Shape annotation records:
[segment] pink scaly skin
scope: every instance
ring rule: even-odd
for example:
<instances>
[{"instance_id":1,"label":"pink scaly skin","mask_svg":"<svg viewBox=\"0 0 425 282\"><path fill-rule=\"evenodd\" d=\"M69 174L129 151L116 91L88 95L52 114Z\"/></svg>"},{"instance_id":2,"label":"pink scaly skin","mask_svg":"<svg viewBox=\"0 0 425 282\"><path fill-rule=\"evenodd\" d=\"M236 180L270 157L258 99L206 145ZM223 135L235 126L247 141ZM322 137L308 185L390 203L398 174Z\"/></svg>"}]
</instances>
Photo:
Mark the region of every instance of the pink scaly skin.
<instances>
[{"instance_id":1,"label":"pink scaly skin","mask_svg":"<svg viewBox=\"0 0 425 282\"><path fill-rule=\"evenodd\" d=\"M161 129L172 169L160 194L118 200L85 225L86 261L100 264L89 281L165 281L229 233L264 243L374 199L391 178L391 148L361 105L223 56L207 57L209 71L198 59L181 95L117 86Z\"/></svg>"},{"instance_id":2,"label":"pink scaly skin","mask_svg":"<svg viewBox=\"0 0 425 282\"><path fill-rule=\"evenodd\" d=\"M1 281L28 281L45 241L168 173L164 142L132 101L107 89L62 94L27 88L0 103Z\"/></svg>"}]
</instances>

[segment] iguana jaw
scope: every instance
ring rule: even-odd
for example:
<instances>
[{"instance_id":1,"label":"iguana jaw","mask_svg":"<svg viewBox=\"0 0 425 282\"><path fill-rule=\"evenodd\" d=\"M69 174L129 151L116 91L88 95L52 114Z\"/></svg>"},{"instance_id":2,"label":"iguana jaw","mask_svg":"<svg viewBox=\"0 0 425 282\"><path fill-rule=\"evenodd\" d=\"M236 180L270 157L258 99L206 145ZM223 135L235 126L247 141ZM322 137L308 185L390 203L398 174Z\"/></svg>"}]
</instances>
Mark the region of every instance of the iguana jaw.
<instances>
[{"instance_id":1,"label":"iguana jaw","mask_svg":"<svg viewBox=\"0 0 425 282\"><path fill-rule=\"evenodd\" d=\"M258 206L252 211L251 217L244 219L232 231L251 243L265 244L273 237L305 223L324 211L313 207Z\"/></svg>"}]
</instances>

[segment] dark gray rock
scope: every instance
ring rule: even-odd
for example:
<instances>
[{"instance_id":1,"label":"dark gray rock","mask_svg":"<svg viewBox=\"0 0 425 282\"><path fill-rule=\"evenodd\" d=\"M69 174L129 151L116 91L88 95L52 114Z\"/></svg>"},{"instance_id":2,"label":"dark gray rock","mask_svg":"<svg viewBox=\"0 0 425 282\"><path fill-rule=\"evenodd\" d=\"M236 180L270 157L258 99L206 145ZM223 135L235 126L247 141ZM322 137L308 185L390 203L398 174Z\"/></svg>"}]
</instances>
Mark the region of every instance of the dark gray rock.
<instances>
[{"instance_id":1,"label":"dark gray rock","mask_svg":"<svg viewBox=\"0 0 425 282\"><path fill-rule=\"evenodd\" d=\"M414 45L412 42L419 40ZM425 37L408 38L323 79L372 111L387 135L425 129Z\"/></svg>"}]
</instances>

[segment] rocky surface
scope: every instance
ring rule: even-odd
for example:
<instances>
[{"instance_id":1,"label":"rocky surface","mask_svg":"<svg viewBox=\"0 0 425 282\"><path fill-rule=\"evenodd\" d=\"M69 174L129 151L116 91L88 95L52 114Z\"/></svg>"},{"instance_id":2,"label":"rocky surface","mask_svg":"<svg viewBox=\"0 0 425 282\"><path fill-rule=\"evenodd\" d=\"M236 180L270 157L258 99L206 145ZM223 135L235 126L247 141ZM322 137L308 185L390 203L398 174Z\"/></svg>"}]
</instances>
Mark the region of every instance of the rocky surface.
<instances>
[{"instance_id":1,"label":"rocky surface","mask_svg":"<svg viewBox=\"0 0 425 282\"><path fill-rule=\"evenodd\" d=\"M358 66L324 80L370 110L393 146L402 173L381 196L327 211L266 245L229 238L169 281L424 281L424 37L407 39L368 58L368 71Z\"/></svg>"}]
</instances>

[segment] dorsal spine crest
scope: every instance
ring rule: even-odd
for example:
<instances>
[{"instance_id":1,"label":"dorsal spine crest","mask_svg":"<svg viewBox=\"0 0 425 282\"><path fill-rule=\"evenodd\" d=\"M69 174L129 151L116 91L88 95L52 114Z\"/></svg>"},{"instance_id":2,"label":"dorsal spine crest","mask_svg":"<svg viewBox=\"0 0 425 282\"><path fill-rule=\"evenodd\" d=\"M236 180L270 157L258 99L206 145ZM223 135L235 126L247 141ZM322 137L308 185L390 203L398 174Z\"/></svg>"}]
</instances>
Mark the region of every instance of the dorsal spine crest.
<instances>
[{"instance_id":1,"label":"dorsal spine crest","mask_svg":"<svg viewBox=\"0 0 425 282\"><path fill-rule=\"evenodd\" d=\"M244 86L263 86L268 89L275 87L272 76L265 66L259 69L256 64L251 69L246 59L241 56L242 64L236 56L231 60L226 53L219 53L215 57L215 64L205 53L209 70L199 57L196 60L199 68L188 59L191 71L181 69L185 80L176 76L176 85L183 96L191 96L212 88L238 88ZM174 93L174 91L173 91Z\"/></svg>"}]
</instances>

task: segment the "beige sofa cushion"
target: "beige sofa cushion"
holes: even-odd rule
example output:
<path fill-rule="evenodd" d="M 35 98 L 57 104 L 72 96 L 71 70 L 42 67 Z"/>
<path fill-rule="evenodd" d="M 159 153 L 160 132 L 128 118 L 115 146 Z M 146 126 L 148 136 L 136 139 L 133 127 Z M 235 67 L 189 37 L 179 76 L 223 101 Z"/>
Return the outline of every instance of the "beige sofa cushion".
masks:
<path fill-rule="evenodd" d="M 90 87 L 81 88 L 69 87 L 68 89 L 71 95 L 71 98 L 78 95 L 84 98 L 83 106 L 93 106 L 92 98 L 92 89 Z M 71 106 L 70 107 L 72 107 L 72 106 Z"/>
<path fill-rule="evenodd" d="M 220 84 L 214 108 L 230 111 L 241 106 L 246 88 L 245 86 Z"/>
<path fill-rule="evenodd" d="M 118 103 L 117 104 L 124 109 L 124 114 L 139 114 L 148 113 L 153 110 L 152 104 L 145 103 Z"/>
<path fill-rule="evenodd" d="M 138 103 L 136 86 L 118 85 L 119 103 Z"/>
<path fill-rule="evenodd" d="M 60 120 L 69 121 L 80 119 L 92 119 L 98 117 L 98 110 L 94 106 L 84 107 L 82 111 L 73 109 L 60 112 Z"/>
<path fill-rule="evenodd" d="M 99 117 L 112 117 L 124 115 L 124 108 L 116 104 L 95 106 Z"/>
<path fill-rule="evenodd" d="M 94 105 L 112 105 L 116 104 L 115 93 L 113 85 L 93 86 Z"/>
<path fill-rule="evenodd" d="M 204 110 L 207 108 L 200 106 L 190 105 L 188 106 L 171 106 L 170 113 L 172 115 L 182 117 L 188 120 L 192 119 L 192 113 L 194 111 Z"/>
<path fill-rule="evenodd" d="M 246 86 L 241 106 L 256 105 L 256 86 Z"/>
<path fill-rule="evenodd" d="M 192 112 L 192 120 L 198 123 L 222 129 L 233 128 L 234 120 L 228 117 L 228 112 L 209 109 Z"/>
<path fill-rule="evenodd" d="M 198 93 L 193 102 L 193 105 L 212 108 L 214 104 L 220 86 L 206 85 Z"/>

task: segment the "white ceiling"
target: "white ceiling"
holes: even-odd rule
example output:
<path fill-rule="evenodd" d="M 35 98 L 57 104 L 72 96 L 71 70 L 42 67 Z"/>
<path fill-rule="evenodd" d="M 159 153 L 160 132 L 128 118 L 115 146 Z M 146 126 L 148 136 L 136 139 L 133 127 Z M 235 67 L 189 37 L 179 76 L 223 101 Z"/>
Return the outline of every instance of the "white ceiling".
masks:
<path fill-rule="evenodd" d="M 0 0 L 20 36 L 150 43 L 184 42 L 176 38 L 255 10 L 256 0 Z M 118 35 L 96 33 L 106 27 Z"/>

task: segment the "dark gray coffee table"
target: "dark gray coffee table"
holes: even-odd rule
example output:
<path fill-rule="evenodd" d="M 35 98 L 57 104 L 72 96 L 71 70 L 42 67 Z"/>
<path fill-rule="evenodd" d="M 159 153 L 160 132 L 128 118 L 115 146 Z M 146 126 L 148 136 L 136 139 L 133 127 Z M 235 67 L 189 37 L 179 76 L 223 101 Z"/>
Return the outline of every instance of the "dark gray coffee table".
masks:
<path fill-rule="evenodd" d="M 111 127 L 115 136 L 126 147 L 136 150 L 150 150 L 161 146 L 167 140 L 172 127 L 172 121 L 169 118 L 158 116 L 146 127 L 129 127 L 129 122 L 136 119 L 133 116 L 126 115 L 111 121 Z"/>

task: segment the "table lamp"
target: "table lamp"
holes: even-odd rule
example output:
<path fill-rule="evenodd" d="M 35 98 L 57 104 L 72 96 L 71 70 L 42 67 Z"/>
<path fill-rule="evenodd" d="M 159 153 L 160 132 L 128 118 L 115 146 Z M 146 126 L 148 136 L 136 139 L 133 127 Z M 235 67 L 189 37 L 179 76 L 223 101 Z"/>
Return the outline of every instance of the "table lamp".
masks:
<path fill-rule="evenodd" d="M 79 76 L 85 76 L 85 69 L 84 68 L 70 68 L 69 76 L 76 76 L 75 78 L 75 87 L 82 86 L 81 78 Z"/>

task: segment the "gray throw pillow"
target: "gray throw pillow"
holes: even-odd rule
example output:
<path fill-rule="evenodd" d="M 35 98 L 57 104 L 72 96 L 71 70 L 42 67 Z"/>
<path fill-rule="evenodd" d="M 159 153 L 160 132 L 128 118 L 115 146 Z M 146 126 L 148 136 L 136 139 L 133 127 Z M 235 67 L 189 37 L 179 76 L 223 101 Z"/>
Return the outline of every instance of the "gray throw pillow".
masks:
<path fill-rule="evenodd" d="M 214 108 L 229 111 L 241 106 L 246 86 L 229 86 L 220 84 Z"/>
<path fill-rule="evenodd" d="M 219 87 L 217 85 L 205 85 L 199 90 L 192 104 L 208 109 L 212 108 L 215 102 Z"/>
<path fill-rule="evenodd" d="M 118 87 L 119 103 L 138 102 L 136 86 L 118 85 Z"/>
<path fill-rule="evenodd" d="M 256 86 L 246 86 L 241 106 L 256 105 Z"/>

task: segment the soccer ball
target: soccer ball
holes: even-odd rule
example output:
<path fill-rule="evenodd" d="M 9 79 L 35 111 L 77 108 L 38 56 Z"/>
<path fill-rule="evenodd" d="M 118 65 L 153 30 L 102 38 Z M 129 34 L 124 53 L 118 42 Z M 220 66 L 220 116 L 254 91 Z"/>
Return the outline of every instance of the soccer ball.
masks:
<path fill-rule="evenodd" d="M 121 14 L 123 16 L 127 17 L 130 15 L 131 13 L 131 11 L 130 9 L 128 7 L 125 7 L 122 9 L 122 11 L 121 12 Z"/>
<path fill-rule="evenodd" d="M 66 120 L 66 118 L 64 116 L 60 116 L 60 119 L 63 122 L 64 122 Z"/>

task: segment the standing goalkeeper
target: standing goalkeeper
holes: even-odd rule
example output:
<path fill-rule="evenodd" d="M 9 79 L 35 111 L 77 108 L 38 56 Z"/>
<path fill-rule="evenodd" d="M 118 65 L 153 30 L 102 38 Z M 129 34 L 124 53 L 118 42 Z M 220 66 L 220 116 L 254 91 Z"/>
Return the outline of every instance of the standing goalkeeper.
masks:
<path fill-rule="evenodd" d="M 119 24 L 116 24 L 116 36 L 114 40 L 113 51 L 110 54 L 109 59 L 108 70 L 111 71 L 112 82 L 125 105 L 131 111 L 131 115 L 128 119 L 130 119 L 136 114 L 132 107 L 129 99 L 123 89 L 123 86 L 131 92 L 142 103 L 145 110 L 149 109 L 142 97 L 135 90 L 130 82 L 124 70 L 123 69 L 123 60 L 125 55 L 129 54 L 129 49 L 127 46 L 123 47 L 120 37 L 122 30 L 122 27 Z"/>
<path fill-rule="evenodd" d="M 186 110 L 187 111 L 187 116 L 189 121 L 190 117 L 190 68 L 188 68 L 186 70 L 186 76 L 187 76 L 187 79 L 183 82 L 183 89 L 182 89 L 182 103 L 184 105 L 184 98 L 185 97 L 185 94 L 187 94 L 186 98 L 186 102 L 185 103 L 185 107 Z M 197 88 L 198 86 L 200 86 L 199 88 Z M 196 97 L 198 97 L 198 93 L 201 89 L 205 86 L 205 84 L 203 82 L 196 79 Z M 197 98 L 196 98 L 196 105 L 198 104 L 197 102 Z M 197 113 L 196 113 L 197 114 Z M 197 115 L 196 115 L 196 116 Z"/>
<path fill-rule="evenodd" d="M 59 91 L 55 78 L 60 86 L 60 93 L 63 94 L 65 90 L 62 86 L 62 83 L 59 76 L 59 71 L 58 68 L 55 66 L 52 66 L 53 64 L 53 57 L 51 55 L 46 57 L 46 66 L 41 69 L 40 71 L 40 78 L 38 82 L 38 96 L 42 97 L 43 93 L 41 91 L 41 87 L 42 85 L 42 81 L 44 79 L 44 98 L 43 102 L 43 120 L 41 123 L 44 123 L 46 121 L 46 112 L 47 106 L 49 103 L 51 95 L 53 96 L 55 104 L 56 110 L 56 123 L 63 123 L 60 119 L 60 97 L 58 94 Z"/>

● **What you are asked to do**
Collect every line of the records that contains the string "task". Case matters.

● **Solution to the problem**
task: segment the "beige sofa cushion"
task: segment the "white ceiling"
task: segment the "dark gray coffee table"
task: segment the "table lamp"
task: segment the "gray throw pillow"
task: segment the soccer ball
task: segment the standing goalkeeper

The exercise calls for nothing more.